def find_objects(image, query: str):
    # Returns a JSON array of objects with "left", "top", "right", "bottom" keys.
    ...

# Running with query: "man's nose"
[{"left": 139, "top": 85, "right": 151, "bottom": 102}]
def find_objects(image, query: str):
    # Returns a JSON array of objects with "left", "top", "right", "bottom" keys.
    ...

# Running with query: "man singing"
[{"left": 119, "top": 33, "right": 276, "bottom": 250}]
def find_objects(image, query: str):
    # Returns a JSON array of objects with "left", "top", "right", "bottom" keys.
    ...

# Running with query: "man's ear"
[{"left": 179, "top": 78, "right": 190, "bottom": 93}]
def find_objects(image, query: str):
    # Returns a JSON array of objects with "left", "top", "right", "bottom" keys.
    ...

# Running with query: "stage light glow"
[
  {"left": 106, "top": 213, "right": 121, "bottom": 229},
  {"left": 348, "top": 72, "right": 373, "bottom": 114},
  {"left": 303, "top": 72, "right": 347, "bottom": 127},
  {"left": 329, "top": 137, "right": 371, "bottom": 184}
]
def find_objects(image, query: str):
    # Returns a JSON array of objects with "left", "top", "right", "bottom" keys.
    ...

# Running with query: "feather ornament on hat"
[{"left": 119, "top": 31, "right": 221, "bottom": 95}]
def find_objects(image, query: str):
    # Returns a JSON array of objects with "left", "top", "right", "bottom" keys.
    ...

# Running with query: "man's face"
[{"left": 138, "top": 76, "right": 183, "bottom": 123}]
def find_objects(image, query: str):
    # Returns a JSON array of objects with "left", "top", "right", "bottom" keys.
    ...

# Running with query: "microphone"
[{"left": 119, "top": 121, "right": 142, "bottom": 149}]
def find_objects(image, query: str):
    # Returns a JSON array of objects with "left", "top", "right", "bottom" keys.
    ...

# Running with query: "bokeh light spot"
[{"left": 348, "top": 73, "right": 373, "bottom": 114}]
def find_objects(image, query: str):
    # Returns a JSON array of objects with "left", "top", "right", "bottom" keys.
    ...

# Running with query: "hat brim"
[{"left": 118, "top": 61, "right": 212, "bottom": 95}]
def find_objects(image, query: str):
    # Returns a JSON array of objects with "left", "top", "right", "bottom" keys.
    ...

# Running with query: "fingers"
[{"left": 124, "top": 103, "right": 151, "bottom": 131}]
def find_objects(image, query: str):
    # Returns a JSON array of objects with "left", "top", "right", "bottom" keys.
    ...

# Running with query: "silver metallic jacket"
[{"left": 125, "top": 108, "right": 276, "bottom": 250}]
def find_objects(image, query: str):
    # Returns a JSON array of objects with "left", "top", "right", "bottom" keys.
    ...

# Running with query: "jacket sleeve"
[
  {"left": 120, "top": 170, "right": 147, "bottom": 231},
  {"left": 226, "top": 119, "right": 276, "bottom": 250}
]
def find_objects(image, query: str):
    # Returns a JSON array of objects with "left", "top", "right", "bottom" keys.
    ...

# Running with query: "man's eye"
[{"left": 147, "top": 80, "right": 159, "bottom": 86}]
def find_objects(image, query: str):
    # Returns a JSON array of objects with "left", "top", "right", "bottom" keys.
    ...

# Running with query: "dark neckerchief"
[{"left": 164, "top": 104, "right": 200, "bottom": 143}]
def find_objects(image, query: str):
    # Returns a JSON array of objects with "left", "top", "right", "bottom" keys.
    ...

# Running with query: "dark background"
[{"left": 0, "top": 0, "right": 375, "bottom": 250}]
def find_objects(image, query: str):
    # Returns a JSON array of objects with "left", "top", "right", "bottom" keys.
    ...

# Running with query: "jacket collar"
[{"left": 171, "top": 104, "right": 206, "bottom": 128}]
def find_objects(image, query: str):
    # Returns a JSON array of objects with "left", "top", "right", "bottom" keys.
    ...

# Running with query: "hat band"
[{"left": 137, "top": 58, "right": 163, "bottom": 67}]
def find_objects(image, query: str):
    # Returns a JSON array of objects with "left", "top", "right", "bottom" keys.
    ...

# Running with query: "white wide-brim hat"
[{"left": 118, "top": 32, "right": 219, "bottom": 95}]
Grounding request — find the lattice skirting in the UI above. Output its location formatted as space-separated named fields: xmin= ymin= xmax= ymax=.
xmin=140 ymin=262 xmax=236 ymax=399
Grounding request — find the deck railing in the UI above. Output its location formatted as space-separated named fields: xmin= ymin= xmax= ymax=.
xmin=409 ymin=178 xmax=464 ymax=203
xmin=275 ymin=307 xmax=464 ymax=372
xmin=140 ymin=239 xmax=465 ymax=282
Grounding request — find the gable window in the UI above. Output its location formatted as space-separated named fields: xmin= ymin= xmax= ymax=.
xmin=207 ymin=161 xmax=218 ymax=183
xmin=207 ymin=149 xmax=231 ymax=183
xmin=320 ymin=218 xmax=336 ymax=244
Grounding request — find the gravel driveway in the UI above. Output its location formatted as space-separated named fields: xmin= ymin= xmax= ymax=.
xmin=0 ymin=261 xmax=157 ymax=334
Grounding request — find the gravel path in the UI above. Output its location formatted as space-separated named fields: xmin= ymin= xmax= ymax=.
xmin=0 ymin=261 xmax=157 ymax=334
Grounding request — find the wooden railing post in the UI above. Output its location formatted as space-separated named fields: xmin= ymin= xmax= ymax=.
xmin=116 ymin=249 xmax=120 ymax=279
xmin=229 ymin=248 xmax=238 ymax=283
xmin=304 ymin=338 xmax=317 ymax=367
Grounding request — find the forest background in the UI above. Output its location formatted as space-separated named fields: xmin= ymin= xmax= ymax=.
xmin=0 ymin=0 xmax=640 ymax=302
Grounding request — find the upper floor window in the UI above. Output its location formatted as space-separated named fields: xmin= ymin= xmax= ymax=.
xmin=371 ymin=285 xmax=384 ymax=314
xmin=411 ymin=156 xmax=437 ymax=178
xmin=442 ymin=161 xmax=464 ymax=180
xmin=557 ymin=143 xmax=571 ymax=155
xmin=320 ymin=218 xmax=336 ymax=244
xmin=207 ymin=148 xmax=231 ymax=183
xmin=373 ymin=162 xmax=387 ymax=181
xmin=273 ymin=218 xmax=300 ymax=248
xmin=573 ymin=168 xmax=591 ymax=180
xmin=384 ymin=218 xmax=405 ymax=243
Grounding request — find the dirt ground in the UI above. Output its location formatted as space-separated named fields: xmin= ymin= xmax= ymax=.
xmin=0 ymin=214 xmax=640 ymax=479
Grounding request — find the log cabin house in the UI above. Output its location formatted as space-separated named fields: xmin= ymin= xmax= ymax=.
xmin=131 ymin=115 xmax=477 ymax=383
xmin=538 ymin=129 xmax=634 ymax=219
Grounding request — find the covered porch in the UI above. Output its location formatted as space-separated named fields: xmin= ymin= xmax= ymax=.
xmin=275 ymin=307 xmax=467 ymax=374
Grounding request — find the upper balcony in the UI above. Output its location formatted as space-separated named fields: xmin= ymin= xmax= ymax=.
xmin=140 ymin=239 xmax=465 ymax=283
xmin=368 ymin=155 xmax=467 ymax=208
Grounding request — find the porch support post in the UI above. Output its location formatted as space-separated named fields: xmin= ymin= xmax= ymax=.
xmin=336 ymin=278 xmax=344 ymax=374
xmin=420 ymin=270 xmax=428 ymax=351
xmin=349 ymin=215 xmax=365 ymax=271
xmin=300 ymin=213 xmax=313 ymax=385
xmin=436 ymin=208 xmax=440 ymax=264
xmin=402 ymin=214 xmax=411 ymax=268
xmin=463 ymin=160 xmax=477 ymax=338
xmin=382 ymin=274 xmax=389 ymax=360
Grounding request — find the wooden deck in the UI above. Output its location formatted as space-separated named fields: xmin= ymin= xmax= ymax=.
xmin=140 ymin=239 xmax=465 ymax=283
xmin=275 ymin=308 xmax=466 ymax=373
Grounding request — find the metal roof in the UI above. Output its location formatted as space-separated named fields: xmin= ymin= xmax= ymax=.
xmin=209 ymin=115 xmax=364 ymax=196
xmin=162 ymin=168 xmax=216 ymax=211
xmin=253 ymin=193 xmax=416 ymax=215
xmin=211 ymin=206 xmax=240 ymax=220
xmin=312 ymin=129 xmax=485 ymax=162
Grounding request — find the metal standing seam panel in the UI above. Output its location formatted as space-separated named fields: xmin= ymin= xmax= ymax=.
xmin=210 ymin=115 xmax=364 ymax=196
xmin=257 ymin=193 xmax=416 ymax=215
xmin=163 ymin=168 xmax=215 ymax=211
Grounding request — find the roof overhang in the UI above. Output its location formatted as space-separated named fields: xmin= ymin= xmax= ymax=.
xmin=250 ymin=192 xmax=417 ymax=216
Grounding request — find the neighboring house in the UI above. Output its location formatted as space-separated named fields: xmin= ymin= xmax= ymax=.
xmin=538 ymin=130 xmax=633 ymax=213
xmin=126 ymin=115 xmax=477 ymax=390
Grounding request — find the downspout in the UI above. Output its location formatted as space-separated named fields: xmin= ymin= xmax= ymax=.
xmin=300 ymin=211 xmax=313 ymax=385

========

# [DIRECTIONS FOR THIS TASK]
Locate the line with "Grounding request — find the wooden deck" in the entries above; extract it and every line after it, verbatim.

# [TASK ANSWER]
Grounding request — find the wooden deck in the UI above. Output its location formatted as space-separated named fields: xmin= ymin= xmax= ymax=.
xmin=140 ymin=239 xmax=465 ymax=283
xmin=275 ymin=308 xmax=466 ymax=373
Grounding request — find the metal roof in the UI above. Output its location formatted as space-separated named fields: xmin= ymin= xmax= ymax=.
xmin=209 ymin=115 xmax=364 ymax=196
xmin=162 ymin=168 xmax=216 ymax=211
xmin=253 ymin=193 xmax=416 ymax=215
xmin=211 ymin=206 xmax=240 ymax=220
xmin=312 ymin=129 xmax=485 ymax=162
Grounding request — find the metal standing seam panel in the UI above. Output its location formatted as space-separated named fields: xmin= ymin= xmax= ymax=.
xmin=210 ymin=115 xmax=364 ymax=196
xmin=257 ymin=193 xmax=416 ymax=215
xmin=163 ymin=168 xmax=215 ymax=211
Grounding request — find the roof overhang in the UI above. Output its location formatted as space-separated named fields: xmin= ymin= xmax= ymax=.
xmin=250 ymin=192 xmax=417 ymax=216
Grounding request — find the neighboring house in the UI above. Output its location formatted as space-separated named fields: xmin= ymin= xmax= ymax=.
xmin=538 ymin=130 xmax=633 ymax=213
xmin=126 ymin=115 xmax=477 ymax=390
Grounding request — find the downspout in the UI above. Output its location formatted as space-separated named fields: xmin= ymin= xmax= ymax=.
xmin=300 ymin=211 xmax=313 ymax=385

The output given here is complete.